**What you need to do:**
A) In the excerpt on early Technicolor, recast the paragraph beginning "Technicolor was founded in 1916" as a bulleted list that keeps its main facts.
B) According to the excerpt on early Technicolor, why did Kalmus, Comstock and Wescott see an opportunity despite having no experience in motion pictures? Answer in one to three sentences.
C) Go on with the excerpt on early Technicolor, picking up after its final sentence.

**Excerpt:**
[Begin]
Most feature films made during the Golden Age of Hollywood were in black and white, so audiences were dazzled when a movie exploded in Technicolor. Today, the flamboyant colours in such late 1930s classics as Snow White and the Seven Dwarfs, The Adventures of Robin Hood, The Wizard of Oz and Gone With the Wind enchant audiences in the digital era.

Yet it took nearly two decades for Technicolor to become so glorious. The Dawn of Technicolor: 1915-1935, an exhaustively researched book by James Layton and David Pierce, explores the early years of the technology and includes some 400 photographs and an annotated filmography for the early two-strip process that, because of technical limitations, couldn't replicate natural blues, purples and yellows.

Technicolor was founded in 1916 by Herbert Kalmus, a graduate of the Massachusetts Institute of Technology and a physicist; fellow MIT graduate Daniel Comstock, an engineer, physicist and professor; and mechanical engineer and inventor W. Burton Wescott.

Kalmus, Comstock and Wescott didn't have any experience in motion pictures, Layton says, but they saw opportunity when a British colour system called Kinemacolor was proving problematic. "It flickered a lot on the screen and caused headaches," says Layton, an assistant archivist in the Moving Image Department at the George Eastman House. "Wescott saw a demonstration and saw the flaws."
[End]
Source data:
[Begin]
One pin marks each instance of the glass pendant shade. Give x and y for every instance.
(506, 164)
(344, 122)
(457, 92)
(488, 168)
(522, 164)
[End]
**Task responses:**
A)
- Technicolor was founded in 1916 by three people.
- Herbert Kalmus: MIT graduate and physicist.
- Daniel Comstock: MIT graduate, engineer, physicist and professor.
- W. Burton Wescott: mechanical engineer and inventor.

B) They saw an opening because the British color system Kinemacolor was proving problematic. It flickered a lot on the screen and caused headaches, and Wescott saw its flaws at a demonstration.

C)
He took the sample of the film back to the lab, and his team tried to improve it, Layton says. "They came up with an improved camera and an improved way of projecting it. That was the first Technicolor process." Film historian, archivist and author Pierce says the then-new company was similar to the modern Silicon Valley start-up.

"They raised investments from Boston bankers, railroad magnates, people who were looking to invest their fortune in something that could be profitable," Layton adds.

Technicolor's first film, The Gulf Between in 1917, was a disaster. The company had technical problems in the presentation and had to go back to the drawing board.

Five years later, the company's next film, The Toll of the Sea, was a marked improvement in photography and colour design. Still, Layton says, the two-strip process couldn't reproduce the full spectrum, so Technicolor had to control a film's palette carefully.

New make-up had to be created because the make-up used in black-and-white films looked artificial. "They had problems with the way colour photographed under different lighting," Layton says. The solution was to have different sets of costumes. They were made of different colours, but when photographed, appeared to match.

Technicolor sometimes needed as much as five times the light of a black-and-white film. Banks of lights were needed to illuminate enormous stages and temperatures inside the studios became unbearable. "There are stories of actors' make-up just sort of dripping off their faces," Layton says.

Although the authors documented 371 films that were entirely shot or featured sequences in the two-strip process, they found no proof that colour drove ticket sales, Pierce says.

Technicolor's fortunes boomed in 1929 and early 1930 when Warner Bros gave the company a lucrative contract to make several colour musicals. But audiences soon grew tired of musicals. As colour was so closely associated with musicals, Warner Bros pulled the plug.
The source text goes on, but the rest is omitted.